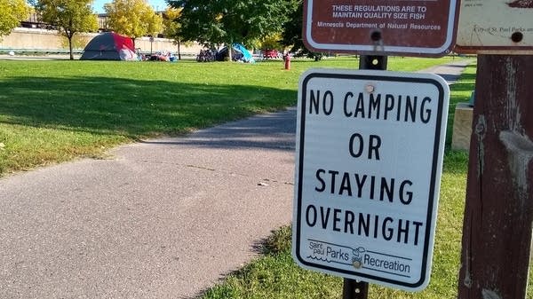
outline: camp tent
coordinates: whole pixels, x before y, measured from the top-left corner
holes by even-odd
--
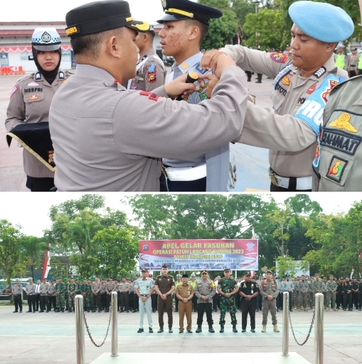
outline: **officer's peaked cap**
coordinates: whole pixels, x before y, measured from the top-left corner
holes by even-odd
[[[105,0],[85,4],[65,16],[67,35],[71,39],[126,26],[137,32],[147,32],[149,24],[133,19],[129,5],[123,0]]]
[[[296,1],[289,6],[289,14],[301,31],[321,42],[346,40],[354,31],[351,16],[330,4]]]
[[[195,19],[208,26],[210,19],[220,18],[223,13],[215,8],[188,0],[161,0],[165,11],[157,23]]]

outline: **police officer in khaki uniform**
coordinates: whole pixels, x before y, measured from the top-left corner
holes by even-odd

What to do: Which lines in the data contain the string "officer" with matching case? Copy each of those lines in full.

Response for this exercise:
outline: **officer's peaked cap**
outline: **police officer in khaki uniform**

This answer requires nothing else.